Brief 1 =>
Decide whether each statement below agrees with the abstract on adaptive routing. Answer yes or no for each, quoting the words of the abstract that decide it.
(a) The object of research includes ensuring the quality of experience in the infocommunication network.
(b) The base routing model ignored packet losses caused by congestion.
(c) The tensor description led to expressions for the average end-to-end delay and the probability of packet loss.
Brief 2 =>
Answer these questions from the abstract on adaptive routing:
(a) What DOI does it give?
(b) Which keyword comes last in the list?
(c) The QoE conditions are formulated in terms of what factor?
Brief 3 => From the abstract on adaptive routing, transcribe the stretch from "Enhancement of the" through "routing, tensor model.".

Extract to read =>
────────
Enhancement of the adaptive routing tensor model in the infocommunication network with providing quality of experience by the R-factor

Authors

DOI:

https://doi.org/10.15587/2706-5448.2020.206031

Keywords:

infocommunication network, quality of experience, R-factor, adaptive routing, tensor model.

Abstract

The object of research is the routing processes and ensuring the quality of experience in the infocommunication network. To conduct research an improvement of the adaptive routing tensor model in an infocommunication network with quality of experience by the R-factor is proposed. The basis was a floe-based routing model that took into account possible packet losses caused by congestion of network elements and was represented by the conditions for implementing a multipath routing strategy, conditions of the flow conservation and conditions for preventing overload of communication links. To obtain in an analytical form the conditions for ensuring the quality of experience in terms of the R-factor, a tensor description of the infocommunication network is carried out. This allowed obtaining of analytical expressions for calculating the average end-to-end delay and the probability of packet loss, which were used to formulate the QoE conditions in terms of the R-factor.
────────
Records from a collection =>
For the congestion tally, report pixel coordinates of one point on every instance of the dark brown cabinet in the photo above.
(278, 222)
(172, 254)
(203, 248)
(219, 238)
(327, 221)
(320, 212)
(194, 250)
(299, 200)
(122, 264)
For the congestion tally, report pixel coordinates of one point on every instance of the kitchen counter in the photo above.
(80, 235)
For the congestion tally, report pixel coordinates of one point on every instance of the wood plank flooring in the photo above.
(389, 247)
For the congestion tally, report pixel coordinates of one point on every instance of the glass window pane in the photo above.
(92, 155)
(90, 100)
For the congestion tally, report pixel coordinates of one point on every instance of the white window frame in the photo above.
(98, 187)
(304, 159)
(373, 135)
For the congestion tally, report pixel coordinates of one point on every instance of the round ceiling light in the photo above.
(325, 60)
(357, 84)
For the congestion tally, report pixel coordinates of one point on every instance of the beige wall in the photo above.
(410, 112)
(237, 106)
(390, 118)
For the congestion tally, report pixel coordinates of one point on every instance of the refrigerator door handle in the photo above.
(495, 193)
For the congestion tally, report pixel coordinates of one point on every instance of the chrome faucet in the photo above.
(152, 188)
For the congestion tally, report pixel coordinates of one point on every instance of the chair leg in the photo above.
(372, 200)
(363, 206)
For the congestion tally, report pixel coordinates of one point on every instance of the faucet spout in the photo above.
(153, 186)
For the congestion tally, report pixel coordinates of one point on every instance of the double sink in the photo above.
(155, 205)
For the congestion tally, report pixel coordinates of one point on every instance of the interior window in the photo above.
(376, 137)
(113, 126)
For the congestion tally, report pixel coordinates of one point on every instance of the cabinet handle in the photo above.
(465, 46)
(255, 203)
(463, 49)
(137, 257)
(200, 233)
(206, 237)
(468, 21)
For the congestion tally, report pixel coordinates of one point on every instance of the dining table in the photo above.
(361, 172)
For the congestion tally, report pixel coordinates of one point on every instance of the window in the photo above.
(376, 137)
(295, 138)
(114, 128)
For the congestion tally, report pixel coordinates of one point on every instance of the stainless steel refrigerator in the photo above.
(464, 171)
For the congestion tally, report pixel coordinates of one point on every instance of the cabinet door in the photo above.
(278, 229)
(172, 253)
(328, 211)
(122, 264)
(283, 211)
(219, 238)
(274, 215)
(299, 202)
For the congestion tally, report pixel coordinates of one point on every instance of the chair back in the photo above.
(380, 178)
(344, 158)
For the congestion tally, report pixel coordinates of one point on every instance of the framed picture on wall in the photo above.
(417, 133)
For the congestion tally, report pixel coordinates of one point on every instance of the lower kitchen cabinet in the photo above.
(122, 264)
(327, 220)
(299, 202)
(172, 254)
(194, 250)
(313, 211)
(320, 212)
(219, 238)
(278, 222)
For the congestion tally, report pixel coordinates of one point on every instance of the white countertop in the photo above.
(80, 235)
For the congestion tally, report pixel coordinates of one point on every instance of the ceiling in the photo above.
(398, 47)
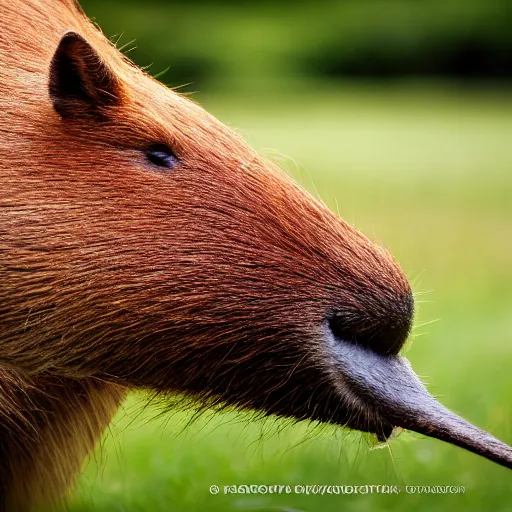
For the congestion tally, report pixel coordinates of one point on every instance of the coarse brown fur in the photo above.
(211, 279)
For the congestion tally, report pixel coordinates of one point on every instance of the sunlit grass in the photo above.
(429, 174)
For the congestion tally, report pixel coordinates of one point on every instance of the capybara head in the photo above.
(145, 243)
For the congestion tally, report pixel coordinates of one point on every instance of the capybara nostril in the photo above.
(383, 326)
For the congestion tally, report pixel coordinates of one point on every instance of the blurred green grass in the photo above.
(427, 172)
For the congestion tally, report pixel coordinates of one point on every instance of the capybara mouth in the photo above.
(387, 386)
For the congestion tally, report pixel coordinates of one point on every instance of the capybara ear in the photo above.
(81, 83)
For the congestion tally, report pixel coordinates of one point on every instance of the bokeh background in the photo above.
(398, 114)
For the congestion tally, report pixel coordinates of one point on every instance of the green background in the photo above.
(399, 116)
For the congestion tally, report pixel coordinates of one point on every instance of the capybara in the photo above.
(144, 245)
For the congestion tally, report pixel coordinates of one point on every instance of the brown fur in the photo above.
(211, 279)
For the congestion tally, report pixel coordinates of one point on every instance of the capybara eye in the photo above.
(162, 156)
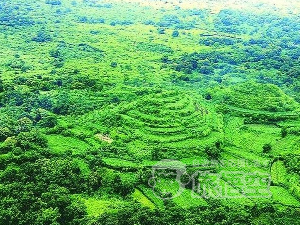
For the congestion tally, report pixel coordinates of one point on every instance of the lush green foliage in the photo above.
(93, 94)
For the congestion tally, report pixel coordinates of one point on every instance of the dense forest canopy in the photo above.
(95, 95)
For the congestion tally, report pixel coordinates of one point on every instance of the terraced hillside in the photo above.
(97, 95)
(178, 124)
(258, 101)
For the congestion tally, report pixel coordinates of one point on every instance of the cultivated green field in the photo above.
(94, 94)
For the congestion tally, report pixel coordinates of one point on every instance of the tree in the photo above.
(1, 86)
(175, 33)
(267, 148)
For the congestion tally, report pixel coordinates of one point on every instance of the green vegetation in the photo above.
(94, 94)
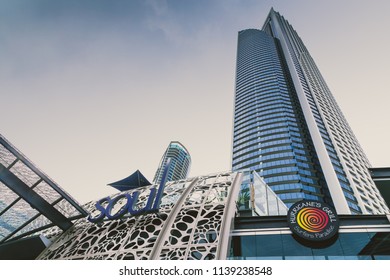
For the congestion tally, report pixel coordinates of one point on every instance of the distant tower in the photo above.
(289, 128)
(180, 163)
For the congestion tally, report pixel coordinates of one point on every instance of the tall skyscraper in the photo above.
(180, 163)
(289, 128)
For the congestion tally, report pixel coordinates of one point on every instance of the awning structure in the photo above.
(134, 181)
(29, 200)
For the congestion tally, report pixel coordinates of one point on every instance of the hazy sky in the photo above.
(93, 90)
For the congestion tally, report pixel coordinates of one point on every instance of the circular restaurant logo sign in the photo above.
(313, 220)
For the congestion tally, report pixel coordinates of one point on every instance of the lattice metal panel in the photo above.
(189, 225)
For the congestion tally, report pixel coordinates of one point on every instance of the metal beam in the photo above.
(35, 200)
(42, 175)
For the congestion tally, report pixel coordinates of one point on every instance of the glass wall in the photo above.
(348, 246)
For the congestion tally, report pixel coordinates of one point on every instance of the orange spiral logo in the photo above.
(312, 219)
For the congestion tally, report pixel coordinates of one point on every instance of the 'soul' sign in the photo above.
(151, 206)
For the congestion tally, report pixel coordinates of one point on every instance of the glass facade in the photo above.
(270, 135)
(349, 246)
(29, 200)
(289, 128)
(180, 163)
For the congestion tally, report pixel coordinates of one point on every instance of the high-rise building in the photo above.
(289, 128)
(179, 166)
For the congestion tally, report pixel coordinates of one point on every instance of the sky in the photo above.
(91, 91)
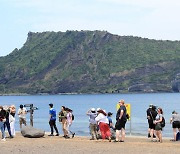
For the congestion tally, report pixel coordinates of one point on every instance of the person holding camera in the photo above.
(22, 115)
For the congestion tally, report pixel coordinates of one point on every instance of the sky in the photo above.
(153, 19)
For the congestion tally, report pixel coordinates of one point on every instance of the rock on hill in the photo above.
(90, 62)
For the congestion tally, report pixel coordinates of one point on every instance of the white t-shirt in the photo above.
(22, 112)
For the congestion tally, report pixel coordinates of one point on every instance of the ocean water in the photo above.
(80, 104)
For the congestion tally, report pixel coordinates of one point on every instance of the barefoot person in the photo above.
(22, 115)
(63, 120)
(69, 122)
(2, 120)
(52, 120)
(158, 127)
(120, 122)
(12, 119)
(151, 115)
(175, 120)
(103, 125)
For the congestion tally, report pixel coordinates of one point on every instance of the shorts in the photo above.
(151, 125)
(120, 124)
(176, 124)
(158, 126)
(22, 121)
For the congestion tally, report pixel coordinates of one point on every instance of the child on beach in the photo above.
(103, 125)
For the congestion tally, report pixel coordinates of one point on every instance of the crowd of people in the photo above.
(65, 118)
(100, 122)
(156, 123)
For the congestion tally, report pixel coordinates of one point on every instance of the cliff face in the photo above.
(90, 62)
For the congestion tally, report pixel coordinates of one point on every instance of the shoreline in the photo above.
(83, 145)
(47, 94)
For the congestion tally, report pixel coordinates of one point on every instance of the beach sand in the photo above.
(82, 145)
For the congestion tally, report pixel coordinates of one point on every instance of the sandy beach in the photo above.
(56, 145)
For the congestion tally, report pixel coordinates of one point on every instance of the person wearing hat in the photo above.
(92, 123)
(175, 120)
(151, 115)
(22, 115)
(52, 120)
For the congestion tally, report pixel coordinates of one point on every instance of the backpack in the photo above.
(72, 116)
(178, 136)
(163, 122)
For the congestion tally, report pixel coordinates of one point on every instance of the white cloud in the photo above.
(156, 19)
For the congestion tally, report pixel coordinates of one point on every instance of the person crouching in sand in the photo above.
(103, 125)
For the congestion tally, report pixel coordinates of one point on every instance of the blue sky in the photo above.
(154, 19)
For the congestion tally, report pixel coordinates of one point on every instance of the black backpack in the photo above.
(163, 122)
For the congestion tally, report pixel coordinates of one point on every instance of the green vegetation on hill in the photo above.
(89, 62)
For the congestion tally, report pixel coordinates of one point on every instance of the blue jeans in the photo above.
(2, 129)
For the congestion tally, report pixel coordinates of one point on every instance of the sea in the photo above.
(81, 103)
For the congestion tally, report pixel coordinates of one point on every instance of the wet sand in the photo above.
(82, 145)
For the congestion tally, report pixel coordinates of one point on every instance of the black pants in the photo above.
(52, 124)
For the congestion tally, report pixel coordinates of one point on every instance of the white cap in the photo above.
(98, 109)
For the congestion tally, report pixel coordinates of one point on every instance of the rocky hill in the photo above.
(90, 62)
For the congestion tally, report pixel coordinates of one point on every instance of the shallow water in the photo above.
(81, 103)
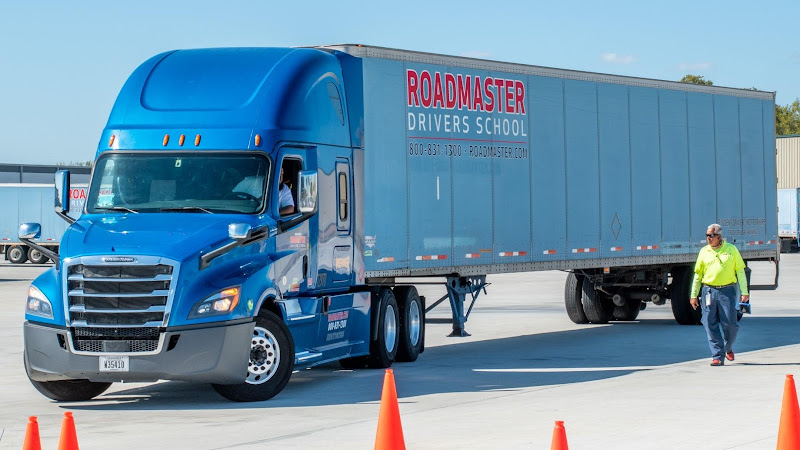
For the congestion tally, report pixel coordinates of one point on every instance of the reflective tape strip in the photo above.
(431, 257)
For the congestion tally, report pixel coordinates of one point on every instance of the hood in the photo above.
(173, 235)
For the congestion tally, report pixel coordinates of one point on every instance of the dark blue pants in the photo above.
(720, 315)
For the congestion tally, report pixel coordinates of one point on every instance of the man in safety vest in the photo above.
(718, 268)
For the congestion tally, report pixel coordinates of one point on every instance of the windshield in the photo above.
(178, 182)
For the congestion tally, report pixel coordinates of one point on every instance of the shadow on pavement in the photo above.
(536, 360)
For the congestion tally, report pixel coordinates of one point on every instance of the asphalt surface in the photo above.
(626, 385)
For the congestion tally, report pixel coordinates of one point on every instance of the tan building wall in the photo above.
(788, 162)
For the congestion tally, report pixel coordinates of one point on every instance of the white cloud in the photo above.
(613, 58)
(477, 54)
(693, 67)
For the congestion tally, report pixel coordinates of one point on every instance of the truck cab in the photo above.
(218, 239)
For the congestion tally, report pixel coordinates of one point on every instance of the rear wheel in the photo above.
(383, 350)
(597, 309)
(17, 254)
(679, 292)
(412, 323)
(572, 298)
(270, 365)
(37, 257)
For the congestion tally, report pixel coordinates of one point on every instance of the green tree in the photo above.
(787, 118)
(696, 79)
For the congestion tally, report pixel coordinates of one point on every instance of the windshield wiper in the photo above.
(187, 208)
(117, 208)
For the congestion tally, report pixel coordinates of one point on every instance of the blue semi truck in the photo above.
(256, 210)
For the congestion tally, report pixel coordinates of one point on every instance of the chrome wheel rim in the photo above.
(15, 253)
(390, 328)
(265, 356)
(414, 323)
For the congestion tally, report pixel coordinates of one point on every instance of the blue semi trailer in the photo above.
(256, 210)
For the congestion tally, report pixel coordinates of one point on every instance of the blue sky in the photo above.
(63, 63)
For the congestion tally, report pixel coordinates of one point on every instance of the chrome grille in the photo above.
(117, 308)
(134, 295)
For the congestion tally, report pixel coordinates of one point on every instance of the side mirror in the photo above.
(307, 180)
(239, 230)
(30, 231)
(62, 192)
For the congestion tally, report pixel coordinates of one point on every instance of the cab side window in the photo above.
(287, 191)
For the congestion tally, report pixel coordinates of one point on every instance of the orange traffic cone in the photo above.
(32, 435)
(789, 429)
(390, 430)
(559, 437)
(69, 438)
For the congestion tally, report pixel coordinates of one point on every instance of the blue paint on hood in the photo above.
(176, 236)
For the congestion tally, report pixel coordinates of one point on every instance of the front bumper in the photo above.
(216, 354)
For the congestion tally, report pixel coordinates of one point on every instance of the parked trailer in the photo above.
(400, 164)
(32, 203)
(788, 213)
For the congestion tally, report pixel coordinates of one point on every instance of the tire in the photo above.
(597, 309)
(412, 323)
(37, 257)
(68, 390)
(17, 254)
(383, 350)
(271, 362)
(356, 362)
(679, 292)
(627, 312)
(572, 298)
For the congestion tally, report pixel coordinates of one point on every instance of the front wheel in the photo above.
(17, 254)
(270, 365)
(37, 257)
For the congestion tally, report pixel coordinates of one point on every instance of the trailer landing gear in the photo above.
(457, 290)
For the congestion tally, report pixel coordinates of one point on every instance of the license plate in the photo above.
(114, 364)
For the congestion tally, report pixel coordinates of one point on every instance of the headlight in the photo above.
(217, 304)
(38, 304)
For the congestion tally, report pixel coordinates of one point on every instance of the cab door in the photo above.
(343, 251)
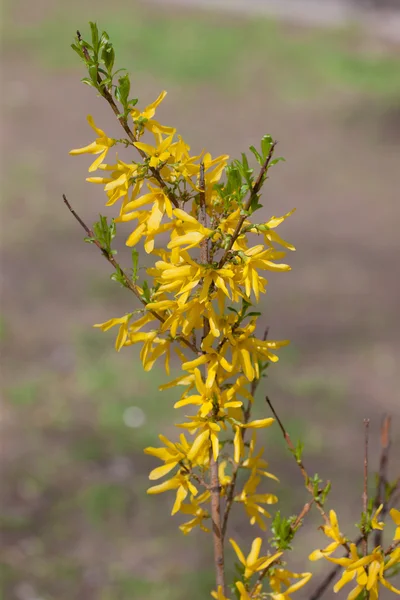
────────
Correct result 1 =>
(a) Yes: "The object of research is the routing processes and ensuring the quality of experience in the infocommunication network."
(b) No: "took into account possible packet losses caused by congestion of network elements"
(c) Yes: "This allowed obtaining of analytical expressions for calculating the average end-to-end delay and the probability of packet loss"

Correct result 2 =>
(a) https://doi.org/10.15587/2706-5448.2020.206031
(b) tensor model
(c) The R-factor

Correct result 3 =>
Enhancement of the adaptive routing tensor model in the infocommunication network with providing quality of experience by the R-factor

Authors

DOI:

https://doi.org/10.15587/2706-5448.2020.206031

Keywords:

infocommunication network, quality of experience, R-factor, adaptive routing, tensor model.